> Exercise description
From the records below, copy each line that contains the word "panel".

[start Records for processing]

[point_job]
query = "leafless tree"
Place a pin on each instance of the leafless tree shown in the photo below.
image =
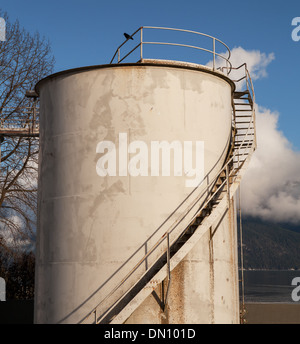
(24, 59)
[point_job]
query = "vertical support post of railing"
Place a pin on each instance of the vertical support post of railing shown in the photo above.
(168, 254)
(207, 181)
(214, 51)
(227, 183)
(34, 115)
(95, 316)
(146, 260)
(141, 43)
(169, 269)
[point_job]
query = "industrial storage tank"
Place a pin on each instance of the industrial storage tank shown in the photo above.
(125, 148)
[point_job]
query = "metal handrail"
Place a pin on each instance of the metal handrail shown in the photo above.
(142, 42)
(246, 145)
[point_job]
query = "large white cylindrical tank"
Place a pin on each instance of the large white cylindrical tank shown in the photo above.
(107, 120)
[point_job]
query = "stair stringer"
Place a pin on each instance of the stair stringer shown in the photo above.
(209, 221)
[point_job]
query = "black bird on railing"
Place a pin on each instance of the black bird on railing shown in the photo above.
(127, 36)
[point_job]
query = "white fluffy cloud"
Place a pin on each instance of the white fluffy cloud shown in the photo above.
(271, 186)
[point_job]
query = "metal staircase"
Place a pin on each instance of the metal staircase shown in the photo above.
(198, 212)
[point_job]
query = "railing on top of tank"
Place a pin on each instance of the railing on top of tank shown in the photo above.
(222, 57)
(168, 236)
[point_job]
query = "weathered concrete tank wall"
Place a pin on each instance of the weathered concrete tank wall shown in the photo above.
(90, 224)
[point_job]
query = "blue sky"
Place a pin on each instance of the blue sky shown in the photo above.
(87, 33)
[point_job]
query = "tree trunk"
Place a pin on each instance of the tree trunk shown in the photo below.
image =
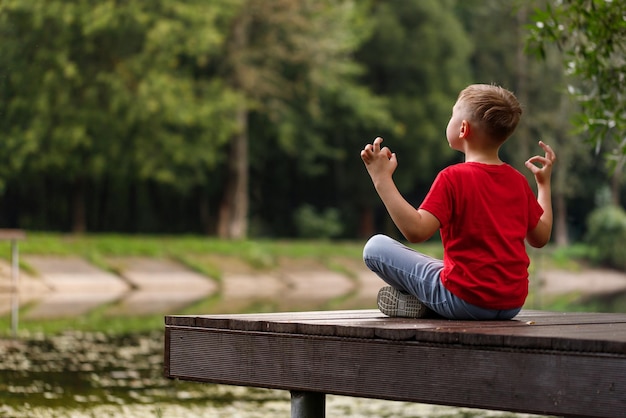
(233, 212)
(79, 221)
(561, 236)
(521, 91)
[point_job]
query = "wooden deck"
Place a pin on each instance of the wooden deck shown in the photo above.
(568, 364)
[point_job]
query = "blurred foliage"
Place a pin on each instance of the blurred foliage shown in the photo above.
(606, 234)
(315, 224)
(124, 120)
(591, 35)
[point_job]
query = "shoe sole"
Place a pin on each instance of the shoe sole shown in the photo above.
(394, 303)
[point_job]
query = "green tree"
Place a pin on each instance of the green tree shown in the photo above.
(591, 35)
(112, 88)
(284, 57)
(418, 58)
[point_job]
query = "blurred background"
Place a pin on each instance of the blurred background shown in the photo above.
(246, 118)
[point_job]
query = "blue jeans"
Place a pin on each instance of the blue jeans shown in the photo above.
(417, 274)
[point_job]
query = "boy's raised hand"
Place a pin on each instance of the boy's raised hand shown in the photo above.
(540, 166)
(378, 161)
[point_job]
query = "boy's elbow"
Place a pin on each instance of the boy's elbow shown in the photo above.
(416, 237)
(538, 240)
(537, 244)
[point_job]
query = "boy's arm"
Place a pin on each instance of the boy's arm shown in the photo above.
(540, 235)
(416, 225)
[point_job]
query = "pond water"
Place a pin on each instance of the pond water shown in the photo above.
(78, 374)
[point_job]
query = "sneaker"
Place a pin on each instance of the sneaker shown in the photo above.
(395, 303)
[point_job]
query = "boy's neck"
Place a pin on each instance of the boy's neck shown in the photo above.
(483, 156)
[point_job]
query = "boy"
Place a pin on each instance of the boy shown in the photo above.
(484, 208)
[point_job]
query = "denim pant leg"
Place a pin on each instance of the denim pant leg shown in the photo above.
(412, 272)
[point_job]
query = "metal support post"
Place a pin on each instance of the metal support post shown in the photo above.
(308, 404)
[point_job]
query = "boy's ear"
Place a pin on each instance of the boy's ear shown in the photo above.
(465, 129)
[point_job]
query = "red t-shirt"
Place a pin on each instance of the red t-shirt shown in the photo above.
(485, 212)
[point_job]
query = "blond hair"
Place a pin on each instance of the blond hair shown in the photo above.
(494, 108)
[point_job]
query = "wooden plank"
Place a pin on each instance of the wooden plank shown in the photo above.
(533, 381)
(531, 329)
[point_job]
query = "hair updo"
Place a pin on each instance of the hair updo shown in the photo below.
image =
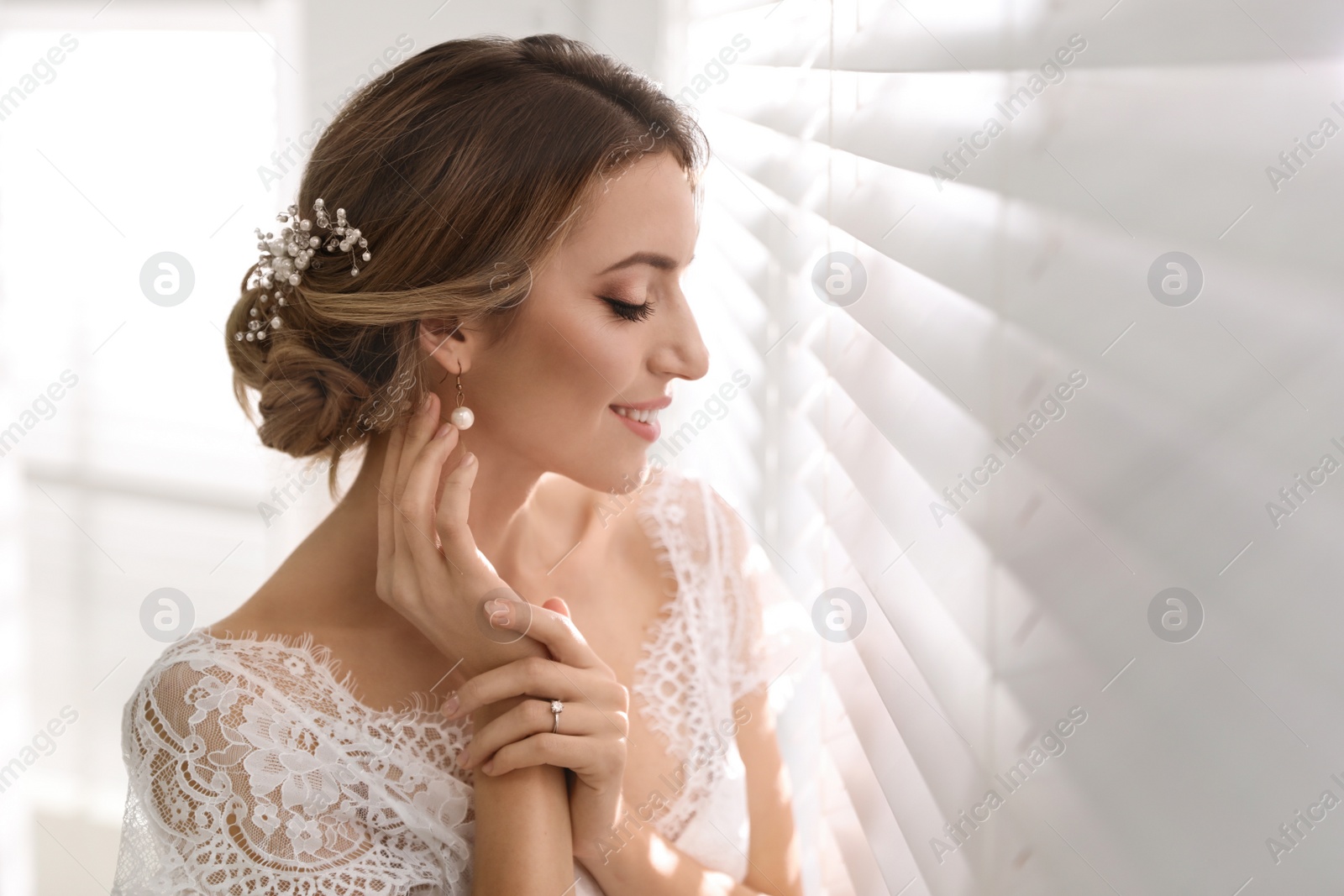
(464, 167)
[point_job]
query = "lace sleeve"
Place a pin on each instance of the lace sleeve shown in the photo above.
(765, 638)
(239, 786)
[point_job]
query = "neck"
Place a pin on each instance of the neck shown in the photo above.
(510, 527)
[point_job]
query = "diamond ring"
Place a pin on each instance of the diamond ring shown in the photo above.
(557, 708)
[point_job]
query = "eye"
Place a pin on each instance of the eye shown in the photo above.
(628, 311)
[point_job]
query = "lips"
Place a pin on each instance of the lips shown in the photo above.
(643, 422)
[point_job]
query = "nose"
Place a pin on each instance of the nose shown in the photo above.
(680, 351)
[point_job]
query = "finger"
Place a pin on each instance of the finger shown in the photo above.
(454, 506)
(418, 497)
(409, 531)
(564, 752)
(420, 429)
(533, 718)
(531, 678)
(386, 521)
(548, 626)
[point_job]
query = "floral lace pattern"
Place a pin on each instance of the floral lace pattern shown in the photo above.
(253, 768)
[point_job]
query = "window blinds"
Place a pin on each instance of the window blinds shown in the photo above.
(1010, 176)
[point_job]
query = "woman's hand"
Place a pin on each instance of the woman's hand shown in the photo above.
(429, 567)
(591, 730)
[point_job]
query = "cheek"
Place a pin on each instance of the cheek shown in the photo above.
(566, 371)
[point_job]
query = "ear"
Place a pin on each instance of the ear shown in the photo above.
(447, 343)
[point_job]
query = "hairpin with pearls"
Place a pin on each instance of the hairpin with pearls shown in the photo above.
(286, 257)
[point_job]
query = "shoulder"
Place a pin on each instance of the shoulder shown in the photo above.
(201, 676)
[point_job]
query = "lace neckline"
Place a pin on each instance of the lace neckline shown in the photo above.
(414, 707)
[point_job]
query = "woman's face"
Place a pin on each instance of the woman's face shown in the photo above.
(605, 327)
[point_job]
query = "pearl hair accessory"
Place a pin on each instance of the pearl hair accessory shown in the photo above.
(286, 257)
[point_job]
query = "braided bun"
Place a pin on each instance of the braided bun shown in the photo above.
(457, 211)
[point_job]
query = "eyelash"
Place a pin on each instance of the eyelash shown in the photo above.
(628, 311)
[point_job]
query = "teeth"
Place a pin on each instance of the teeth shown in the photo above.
(643, 417)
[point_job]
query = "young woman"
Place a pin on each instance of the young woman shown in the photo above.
(486, 254)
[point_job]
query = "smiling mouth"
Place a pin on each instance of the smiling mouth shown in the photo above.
(643, 417)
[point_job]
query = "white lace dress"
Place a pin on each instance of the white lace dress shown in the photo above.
(255, 772)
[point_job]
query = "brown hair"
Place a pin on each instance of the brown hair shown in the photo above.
(465, 167)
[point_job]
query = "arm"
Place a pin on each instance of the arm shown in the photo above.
(433, 574)
(652, 867)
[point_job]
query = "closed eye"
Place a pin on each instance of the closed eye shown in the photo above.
(628, 311)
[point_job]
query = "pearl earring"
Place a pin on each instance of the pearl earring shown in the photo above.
(461, 416)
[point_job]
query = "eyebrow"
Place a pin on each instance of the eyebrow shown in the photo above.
(654, 259)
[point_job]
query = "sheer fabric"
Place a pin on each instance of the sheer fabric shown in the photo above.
(253, 770)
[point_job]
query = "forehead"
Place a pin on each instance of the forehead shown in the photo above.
(644, 204)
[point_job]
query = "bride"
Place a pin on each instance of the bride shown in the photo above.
(517, 658)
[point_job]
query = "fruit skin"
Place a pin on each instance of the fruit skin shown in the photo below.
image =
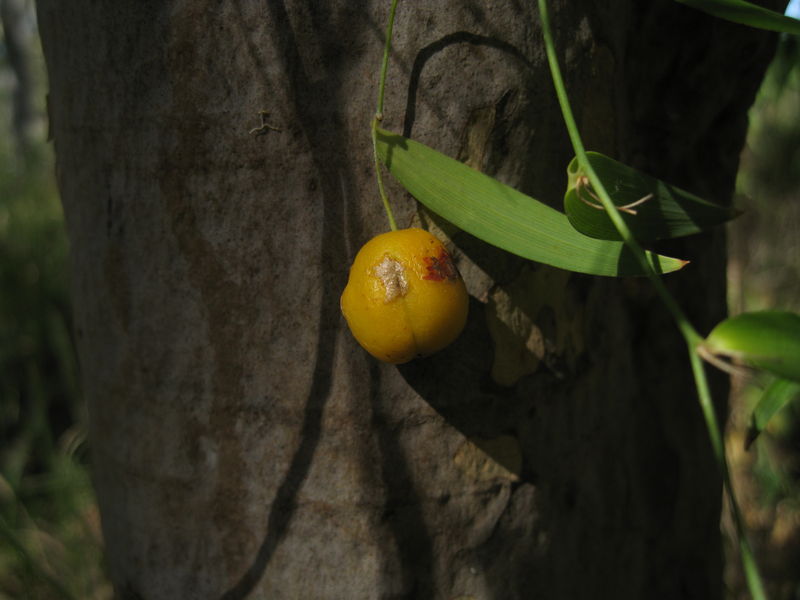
(404, 297)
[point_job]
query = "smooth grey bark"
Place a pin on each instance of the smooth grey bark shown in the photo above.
(18, 55)
(243, 445)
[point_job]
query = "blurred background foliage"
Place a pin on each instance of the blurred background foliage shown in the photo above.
(50, 540)
(764, 272)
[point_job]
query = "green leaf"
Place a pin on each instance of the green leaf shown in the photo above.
(779, 393)
(652, 209)
(746, 13)
(502, 216)
(768, 340)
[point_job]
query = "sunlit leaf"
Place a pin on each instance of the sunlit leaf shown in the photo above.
(779, 393)
(652, 209)
(746, 13)
(502, 216)
(768, 340)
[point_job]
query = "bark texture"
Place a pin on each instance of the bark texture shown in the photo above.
(243, 445)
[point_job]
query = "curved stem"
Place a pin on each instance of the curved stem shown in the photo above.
(379, 116)
(689, 333)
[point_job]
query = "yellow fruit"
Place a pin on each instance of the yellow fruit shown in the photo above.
(405, 297)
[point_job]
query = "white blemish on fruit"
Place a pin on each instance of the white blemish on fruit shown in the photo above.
(392, 275)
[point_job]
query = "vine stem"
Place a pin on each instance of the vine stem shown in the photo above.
(692, 338)
(379, 116)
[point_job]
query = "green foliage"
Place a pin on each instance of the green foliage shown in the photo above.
(768, 340)
(652, 209)
(500, 215)
(50, 542)
(746, 13)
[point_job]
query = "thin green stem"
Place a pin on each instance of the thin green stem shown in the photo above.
(379, 116)
(687, 330)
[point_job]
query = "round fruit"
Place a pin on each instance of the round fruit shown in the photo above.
(405, 297)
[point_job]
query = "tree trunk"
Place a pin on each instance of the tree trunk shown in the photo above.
(243, 445)
(17, 52)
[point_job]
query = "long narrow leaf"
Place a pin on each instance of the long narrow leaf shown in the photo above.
(746, 13)
(768, 340)
(779, 393)
(651, 208)
(502, 216)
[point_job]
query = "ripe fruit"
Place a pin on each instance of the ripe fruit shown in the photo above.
(405, 297)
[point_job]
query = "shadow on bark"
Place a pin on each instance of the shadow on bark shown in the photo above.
(426, 53)
(322, 134)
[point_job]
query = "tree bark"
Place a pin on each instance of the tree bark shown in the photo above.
(243, 445)
(17, 51)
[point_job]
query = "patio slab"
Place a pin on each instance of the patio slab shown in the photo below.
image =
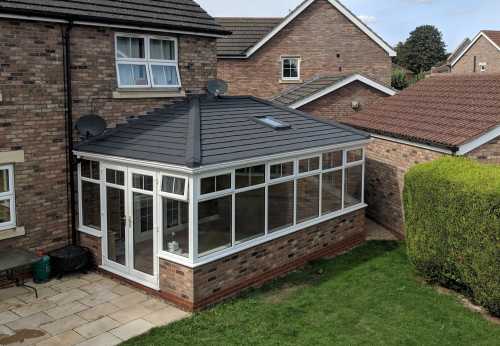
(83, 310)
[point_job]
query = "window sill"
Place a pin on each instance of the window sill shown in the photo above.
(291, 81)
(12, 233)
(147, 93)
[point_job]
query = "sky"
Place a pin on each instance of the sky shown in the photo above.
(393, 20)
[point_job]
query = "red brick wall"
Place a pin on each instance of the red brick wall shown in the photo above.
(484, 51)
(32, 111)
(317, 36)
(219, 280)
(338, 105)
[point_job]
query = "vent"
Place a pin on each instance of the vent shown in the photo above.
(272, 122)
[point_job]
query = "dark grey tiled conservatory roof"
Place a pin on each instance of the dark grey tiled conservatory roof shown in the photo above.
(205, 131)
(172, 14)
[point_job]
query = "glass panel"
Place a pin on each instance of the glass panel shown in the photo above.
(142, 182)
(332, 159)
(307, 198)
(280, 206)
(250, 176)
(91, 205)
(332, 192)
(115, 205)
(214, 225)
(355, 155)
(164, 75)
(282, 170)
(250, 213)
(5, 215)
(143, 232)
(130, 48)
(353, 186)
(4, 181)
(115, 177)
(175, 227)
(162, 49)
(132, 75)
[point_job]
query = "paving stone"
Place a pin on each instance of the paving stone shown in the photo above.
(8, 316)
(129, 299)
(130, 314)
(166, 316)
(64, 324)
(31, 322)
(105, 339)
(68, 296)
(66, 310)
(132, 329)
(97, 327)
(30, 309)
(98, 312)
(68, 338)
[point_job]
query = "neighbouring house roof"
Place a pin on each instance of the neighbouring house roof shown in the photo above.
(250, 34)
(206, 131)
(445, 111)
(320, 86)
(168, 14)
(491, 35)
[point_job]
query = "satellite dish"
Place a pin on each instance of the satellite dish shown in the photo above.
(217, 87)
(90, 125)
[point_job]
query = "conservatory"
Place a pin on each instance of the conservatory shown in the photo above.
(192, 185)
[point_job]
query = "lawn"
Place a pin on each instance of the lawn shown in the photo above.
(370, 296)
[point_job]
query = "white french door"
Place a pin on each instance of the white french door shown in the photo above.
(130, 232)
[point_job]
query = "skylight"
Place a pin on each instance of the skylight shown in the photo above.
(272, 122)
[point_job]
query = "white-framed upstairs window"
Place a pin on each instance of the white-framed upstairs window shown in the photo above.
(7, 198)
(144, 61)
(290, 68)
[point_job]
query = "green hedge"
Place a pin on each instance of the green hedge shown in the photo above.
(452, 212)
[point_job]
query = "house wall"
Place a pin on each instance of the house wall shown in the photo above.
(484, 51)
(32, 112)
(338, 105)
(193, 289)
(317, 35)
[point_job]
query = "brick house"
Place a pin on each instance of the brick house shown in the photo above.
(163, 194)
(320, 45)
(482, 55)
(446, 114)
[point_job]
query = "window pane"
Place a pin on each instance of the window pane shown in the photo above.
(130, 48)
(142, 182)
(164, 75)
(250, 214)
(307, 198)
(175, 227)
(250, 176)
(91, 205)
(280, 206)
(4, 181)
(353, 186)
(332, 159)
(5, 215)
(162, 49)
(332, 192)
(223, 182)
(355, 155)
(207, 185)
(132, 75)
(214, 225)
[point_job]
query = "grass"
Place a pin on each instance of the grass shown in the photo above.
(370, 296)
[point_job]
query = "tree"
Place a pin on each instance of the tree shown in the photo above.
(422, 50)
(399, 80)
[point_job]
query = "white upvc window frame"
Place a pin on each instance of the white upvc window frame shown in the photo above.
(10, 196)
(282, 65)
(148, 62)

[end Records for processing]

> Answer to the task
query = "glass panel"
Place a pin on each instance of the glass panel shown in the photo above.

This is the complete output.